* Document segment
The Rise of AIOps: How Data, Machine Learning, and AI Will Transform Performance Monitoring

December 17 2018
 

AppDynamics surveyed 6,000 global IT leaders about application performance monitoring and AIOps. Read on to discover the trends shaping the space.


Over the last decade, application environments have exploded in complexity.

Gone are the days of managing monoliths. Today’s IT professionals are tasked with ensuring the performance and reliability of distributed systems across virtualized and multi-cloud environments. And while it may be true that the emergence of this modern application environment has provided the speed and flexibility professionals demand, these numerous services have unleashed a deluge of data on the enterprise IT environment.

Application performance monitoring (APM) solutions have proven essential in helping leaders take back control by providing the real-time insights needed to take action. But as the volume of data in IT ecosystems increases, many professionals are finding it challenging to take a proactive approach to managing it all. While automating tasks have helped teams free up some bandwidth for operations and planning, automation alone is no match for today’s increasingly complex environments. What’s needed is a strategy focused on reducing the burden of mounting IT operations responsibilities, and surfacing the insights that matter the most so that businesses can take the right action.

* Task 1
Answer these questions using the article on AIOps:
(a) How many global IT leaders did AppDynamics survey?
(b) According to the article, what is automation alone no match for?
(c) What does the article say APM solutions provide that helps leaders take back control?
* Task 2
Render this sentence from the article on AIOps in Spanish: "Over the last decade, application environments have exploded in complexity."
* Task 3
Proceed with the article on AIOps, picking up after its final sentence.
The items have no connection to the article on AIOps.

* A block of data

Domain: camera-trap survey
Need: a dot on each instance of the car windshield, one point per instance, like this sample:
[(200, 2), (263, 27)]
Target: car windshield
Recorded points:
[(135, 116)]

* Exercise response 1
(a) 6,000
(b) Today's increasingly complex environments
(c) The real-time insights needed to take action

* Exercise response 2
En la última década, la complejidad de los entornos de aplicaciones se ha disparado.

* Exercise response 3
So, what are forward-thinking IT professionals doing to stay ahead of the curve?

Many are applying what’s being called an AIOps approach to the challenge of application environment complexity. This approach leverages advances in machine learning and artificial intelligence (AI) to proactively solve problems that arise in the application environment. Even though relatively new, the approach is gaining momentum and has been the focus of several Gartner AIOps reports. And for good reason: Using AI to identify potential challenges within the application environment doesn’t just help IT professionals get ahead of problems — it helps companies avoid revenue-impacting outages that jeopardize the customer experience, the business, and the brand.

In order to fully understand the rise of AIOps and why it has developed the momentum it has, we wanted to dig deeper to uncover the actual challenges faced by IT professionals, and how they’re managing them in an increasingly complex application environment. To accomplish that, AppDynamics undertook a study of 6,000 global IT leaders in Australia, Canada, France, Germany, the United Kingdom, and the United States. Their responses answered three key questions about the shift in the performance space:

(1) What’s the current enterprise approach to managing increasing application environment complexity?

(2) How are global IT leaders taking a proactive approach to identifying problems in the application environment?

(3) How broadly is AI identified as a potential solution to reducing complexity in IT ecosystems?

Let’s see what the research revealed.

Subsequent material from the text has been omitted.